[EXERCISE OBJECTIVE]:
Copy out, word for word, the part of the entries below that opens with the line containing "In the photo above, where can the wooden sign" and closes with the line containing "column 453, row 514", including both of those lines.

[INPUT MATERIAL]:

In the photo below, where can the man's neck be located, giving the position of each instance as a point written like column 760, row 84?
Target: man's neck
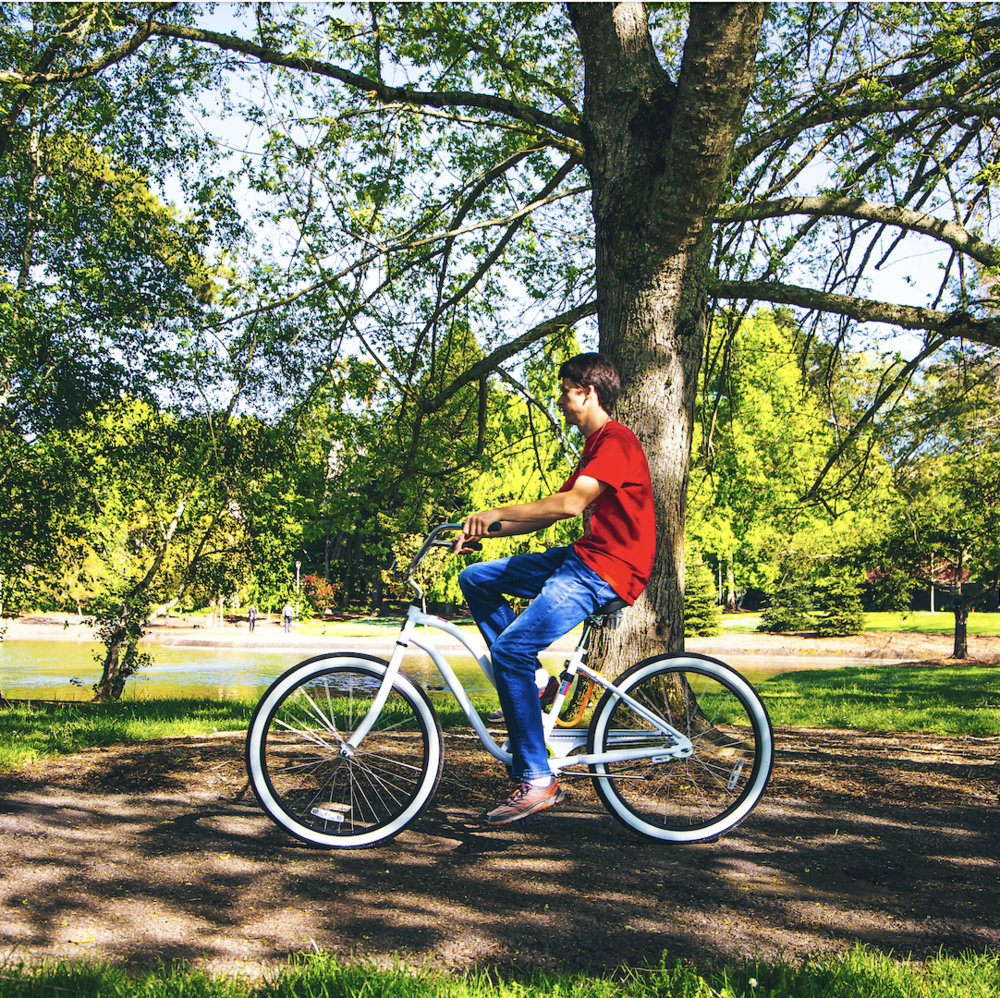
column 594, row 424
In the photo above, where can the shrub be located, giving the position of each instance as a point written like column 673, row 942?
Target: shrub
column 791, row 609
column 319, row 593
column 702, row 613
column 838, row 603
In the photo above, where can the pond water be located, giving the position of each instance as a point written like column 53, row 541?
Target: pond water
column 66, row 670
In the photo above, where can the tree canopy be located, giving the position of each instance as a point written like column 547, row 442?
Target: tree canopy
column 420, row 173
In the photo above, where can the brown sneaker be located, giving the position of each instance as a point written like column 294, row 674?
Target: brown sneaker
column 524, row 801
column 545, row 696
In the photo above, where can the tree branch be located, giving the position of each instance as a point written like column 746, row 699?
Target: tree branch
column 955, row 324
column 493, row 360
column 123, row 51
column 951, row 233
column 378, row 90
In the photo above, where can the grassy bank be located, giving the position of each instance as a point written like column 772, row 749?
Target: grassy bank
column 922, row 622
column 859, row 974
column 948, row 700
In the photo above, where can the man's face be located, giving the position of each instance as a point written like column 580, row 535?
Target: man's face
column 572, row 401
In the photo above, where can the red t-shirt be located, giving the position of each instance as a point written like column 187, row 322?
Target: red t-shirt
column 619, row 529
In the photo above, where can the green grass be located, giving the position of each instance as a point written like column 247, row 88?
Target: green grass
column 29, row 732
column 858, row 974
column 931, row 623
column 958, row 700
column 914, row 623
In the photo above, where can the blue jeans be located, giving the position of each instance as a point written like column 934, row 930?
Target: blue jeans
column 563, row 591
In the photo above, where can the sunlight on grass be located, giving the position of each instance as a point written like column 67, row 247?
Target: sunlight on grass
column 860, row 973
column 958, row 700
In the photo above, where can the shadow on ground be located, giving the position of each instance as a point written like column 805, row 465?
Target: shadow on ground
column 141, row 855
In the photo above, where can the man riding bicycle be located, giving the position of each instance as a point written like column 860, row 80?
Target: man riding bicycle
column 613, row 558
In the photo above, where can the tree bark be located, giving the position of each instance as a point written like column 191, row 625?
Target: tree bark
column 658, row 155
column 960, row 649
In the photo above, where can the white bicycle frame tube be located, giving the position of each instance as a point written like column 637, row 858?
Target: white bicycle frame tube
column 681, row 746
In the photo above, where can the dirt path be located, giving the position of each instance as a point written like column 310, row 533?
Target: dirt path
column 141, row 855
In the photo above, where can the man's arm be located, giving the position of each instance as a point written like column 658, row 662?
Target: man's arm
column 527, row 517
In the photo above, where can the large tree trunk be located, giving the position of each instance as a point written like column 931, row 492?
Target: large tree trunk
column 658, row 155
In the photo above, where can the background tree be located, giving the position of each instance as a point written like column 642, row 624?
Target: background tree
column 944, row 529
column 430, row 162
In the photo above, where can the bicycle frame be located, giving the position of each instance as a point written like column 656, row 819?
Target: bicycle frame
column 562, row 741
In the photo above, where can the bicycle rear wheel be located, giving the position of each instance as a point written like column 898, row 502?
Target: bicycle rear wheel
column 299, row 775
column 683, row 799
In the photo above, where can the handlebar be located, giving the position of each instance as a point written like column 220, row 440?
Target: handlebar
column 433, row 540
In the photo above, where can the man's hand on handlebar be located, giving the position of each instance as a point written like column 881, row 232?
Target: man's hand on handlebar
column 476, row 525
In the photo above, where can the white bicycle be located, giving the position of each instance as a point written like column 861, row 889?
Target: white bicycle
column 345, row 749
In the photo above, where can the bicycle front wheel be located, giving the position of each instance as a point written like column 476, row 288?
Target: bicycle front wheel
column 702, row 795
column 303, row 781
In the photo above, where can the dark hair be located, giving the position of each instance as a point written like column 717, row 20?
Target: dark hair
column 594, row 369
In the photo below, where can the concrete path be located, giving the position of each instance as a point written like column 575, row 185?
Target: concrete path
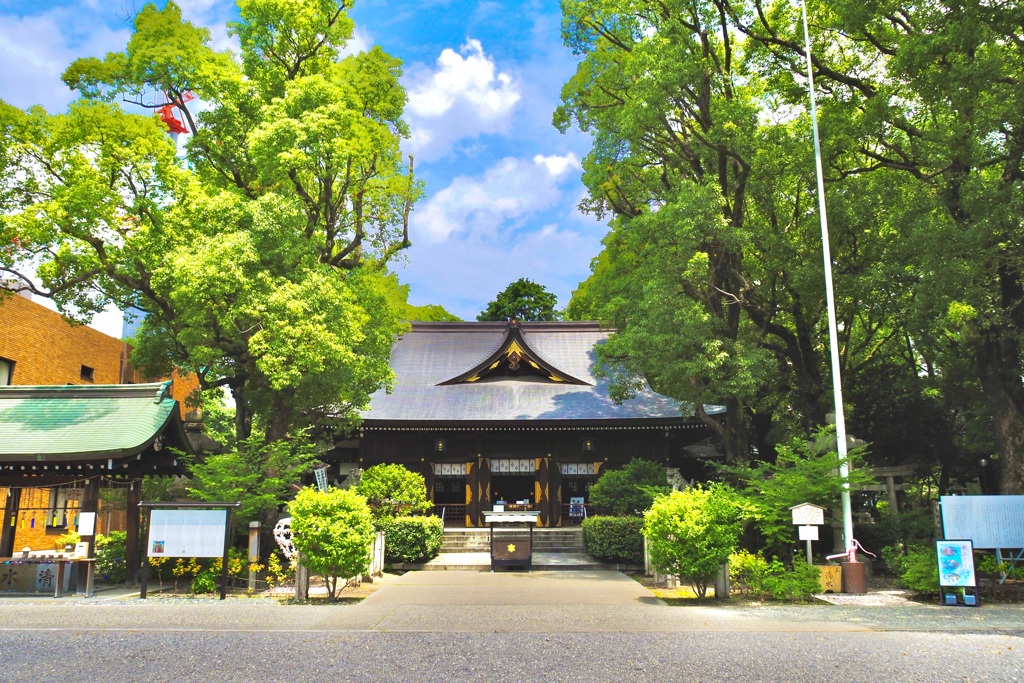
column 566, row 602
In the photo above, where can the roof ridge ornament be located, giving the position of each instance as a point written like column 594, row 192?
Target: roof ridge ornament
column 516, row 352
column 164, row 391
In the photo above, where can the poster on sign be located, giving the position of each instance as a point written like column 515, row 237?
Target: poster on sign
column 990, row 521
column 186, row 534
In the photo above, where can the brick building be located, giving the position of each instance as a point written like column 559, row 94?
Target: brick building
column 39, row 347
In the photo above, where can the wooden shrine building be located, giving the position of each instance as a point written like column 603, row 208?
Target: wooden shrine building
column 68, row 441
column 491, row 412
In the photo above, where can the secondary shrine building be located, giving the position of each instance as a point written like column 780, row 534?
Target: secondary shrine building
column 513, row 413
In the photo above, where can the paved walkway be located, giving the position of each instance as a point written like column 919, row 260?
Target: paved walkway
column 563, row 601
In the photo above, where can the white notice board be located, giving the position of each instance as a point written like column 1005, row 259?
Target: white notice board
column 990, row 521
column 187, row 534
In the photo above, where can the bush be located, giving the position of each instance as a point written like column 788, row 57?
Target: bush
column 798, row 584
column 203, row 573
column 69, row 539
column 111, row 556
column 614, row 539
column 748, row 572
column 916, row 567
column 757, row 578
column 691, row 534
column 333, row 531
column 631, row 489
column 393, row 491
column 412, row 539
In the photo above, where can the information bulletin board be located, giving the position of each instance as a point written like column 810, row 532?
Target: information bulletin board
column 186, row 532
column 990, row 521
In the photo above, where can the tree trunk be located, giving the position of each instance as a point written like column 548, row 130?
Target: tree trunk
column 998, row 365
column 243, row 416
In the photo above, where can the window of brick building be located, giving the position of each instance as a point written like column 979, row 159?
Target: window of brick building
column 56, row 516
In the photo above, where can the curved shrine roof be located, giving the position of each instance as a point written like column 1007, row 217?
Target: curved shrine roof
column 460, row 372
column 75, row 422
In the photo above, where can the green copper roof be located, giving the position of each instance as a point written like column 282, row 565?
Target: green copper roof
column 56, row 423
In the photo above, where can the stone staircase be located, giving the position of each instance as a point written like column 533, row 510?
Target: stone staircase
column 469, row 549
column 557, row 540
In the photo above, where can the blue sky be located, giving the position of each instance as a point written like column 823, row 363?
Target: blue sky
column 482, row 78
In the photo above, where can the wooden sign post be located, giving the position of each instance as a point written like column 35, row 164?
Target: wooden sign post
column 808, row 517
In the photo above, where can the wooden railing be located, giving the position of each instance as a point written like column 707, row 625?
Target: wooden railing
column 571, row 521
column 453, row 514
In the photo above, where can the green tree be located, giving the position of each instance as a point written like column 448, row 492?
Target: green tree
column 261, row 263
column 690, row 534
column 522, row 300
column 334, row 534
column 631, row 489
column 712, row 272
column 931, row 92
column 802, row 472
column 259, row 475
column 397, row 295
column 393, row 491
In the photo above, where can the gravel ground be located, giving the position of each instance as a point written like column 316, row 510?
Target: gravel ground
column 184, row 657
column 454, row 627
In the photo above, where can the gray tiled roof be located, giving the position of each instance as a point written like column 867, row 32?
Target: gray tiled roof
column 433, row 352
column 53, row 423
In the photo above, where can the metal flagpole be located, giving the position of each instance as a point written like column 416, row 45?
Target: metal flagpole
column 844, row 469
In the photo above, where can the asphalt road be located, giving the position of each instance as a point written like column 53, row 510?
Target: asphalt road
column 497, row 628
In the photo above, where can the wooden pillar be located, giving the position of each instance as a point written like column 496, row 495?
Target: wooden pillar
column 9, row 521
column 132, row 555
column 555, row 493
column 427, row 470
column 89, row 503
column 477, row 491
column 542, row 488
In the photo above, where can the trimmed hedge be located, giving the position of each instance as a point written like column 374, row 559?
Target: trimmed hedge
column 614, row 539
column 412, row 539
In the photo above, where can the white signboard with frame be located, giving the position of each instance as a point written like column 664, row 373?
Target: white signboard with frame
column 955, row 563
column 990, row 521
column 87, row 523
column 186, row 534
column 808, row 514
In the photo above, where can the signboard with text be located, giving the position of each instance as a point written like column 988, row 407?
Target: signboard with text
column 990, row 521
column 186, row 534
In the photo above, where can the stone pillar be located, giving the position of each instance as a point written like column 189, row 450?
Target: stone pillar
column 89, row 503
column 9, row 521
column 132, row 555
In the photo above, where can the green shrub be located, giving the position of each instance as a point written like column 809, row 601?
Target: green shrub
column 757, row 578
column 393, row 491
column 334, row 534
column 631, row 489
column 798, row 584
column 204, row 582
column 916, row 567
column 690, row 534
column 614, row 539
column 412, row 539
column 748, row 572
column 111, row 556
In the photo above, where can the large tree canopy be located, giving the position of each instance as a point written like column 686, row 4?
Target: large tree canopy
column 522, row 300
column 712, row 270
column 259, row 261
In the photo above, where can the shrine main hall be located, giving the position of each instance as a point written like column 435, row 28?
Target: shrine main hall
column 514, row 413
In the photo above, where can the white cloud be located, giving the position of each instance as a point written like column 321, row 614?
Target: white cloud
column 510, row 190
column 360, row 42
column 36, row 50
column 466, row 271
column 558, row 166
column 465, row 96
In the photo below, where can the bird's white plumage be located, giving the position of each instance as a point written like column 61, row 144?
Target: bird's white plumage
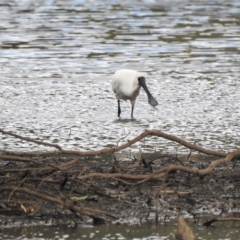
column 125, row 84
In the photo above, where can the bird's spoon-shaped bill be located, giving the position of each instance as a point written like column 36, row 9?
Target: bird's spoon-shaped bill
column 151, row 100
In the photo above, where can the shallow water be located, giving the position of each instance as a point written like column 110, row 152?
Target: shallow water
column 57, row 59
column 146, row 231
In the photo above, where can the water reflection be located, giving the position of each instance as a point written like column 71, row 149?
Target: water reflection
column 57, row 59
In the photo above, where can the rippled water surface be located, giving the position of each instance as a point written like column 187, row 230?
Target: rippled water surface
column 58, row 57
column 221, row 231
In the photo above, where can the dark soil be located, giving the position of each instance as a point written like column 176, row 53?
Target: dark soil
column 42, row 190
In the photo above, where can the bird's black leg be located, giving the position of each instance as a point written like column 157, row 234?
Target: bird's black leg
column 119, row 109
column 132, row 111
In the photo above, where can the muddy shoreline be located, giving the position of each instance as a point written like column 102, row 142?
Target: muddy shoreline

[COMPLETE RESPONSE]:
In the photo above, where can the wooden sign post be located, giving the position of each instance as a point written like column 35, row 164?
Target: wooden sign post
column 808, row 517
In the photo above, where can the wooden railing be located, giving the position of each instance as a point written like column 707, row 625?
Target: wooden railing
column 571, row 521
column 453, row 514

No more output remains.